== THINGS TO DO ==
- a) From the Purdue Pharma article, copy the text between "Purdue Pharma could soon" and "doctors and pharmacies.", inclusive.
- b) In the Purdue Pharma article, rewrite the paragraph beginning "The company would also be hit" as a short list of the amounts it gives.

== DOCUMENT SECTION ==
"""

OxyContin maker Purdue Pharma could plead guilty to criminal charges

OxyContin maker Purdue Pharma could plead guilty to criminal charges

Purdue Pharma could soon plead guilty to criminal charges and pay billions of dollars in penalties to resolve a federal probe of its alleged role in the nation’s opioid crisis, a new report says.

The Connecticut-based drugmaker behind the addictive painkiller OxyContin is negotiating a plea deal with the US Justice Department that could be announced within the next two weeks, Reuters reported Wednesday, citing several sources familiar with the matter.

The talks follow allegations from federal and state authorities that Purdue aggressively marketed OxyContin and downplayed its potential for abuse, fueling a deadly opioid epidemic. The company has also been accused of paying illegal kickbacks to doctors and pharmacies.

The deal under consideration would see Purdue plead guilty to charges including conspiracy, breaking an anti-kickback law and misbranding under the Food, Drug and Cosmetic Act, according to Reuters.

The company would also be hit with a roughly $3.5 billion criminal fine, a $2 billion criminal forfeiture charge and a $2.8 billion penalty to settle separate civil claims against it, the news agency reported.

"""

== RECORDED DATA ==

"""

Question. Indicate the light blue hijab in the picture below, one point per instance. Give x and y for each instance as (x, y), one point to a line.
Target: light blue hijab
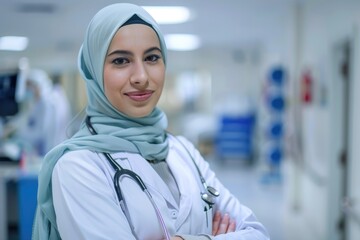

"""

== PER-TASK OUTPUTS ==
- a)
Purdue Pharma could soon plead guilty to criminal charges and pay billions of dollars in penalties to resolve a federal probe of its alleged role in the nation’s opioid crisis, a new report says.

The Connecticut-based drugmaker behind the addictive painkiller OxyContin is negotiating a plea deal with the US Justice Department that could be announced within the next two weeks, Reuters reported Wednesday, citing several sources familiar with the matter.

The talks follow allegations from federal and state authorities that Purdue aggressively marketed OxyContin and downplayed its potential for abuse, fueling a deadly opioid epidemic. The company has also been accused of paying illegal kickbacks to doctors and pharmacies.

- b)
Reported amounts Purdue would pay:
- Criminal fine: about $3.5 billion
- Criminal forfeiture charge: $2 billion
- Penalty to settle separate civil claims: $2.8 billion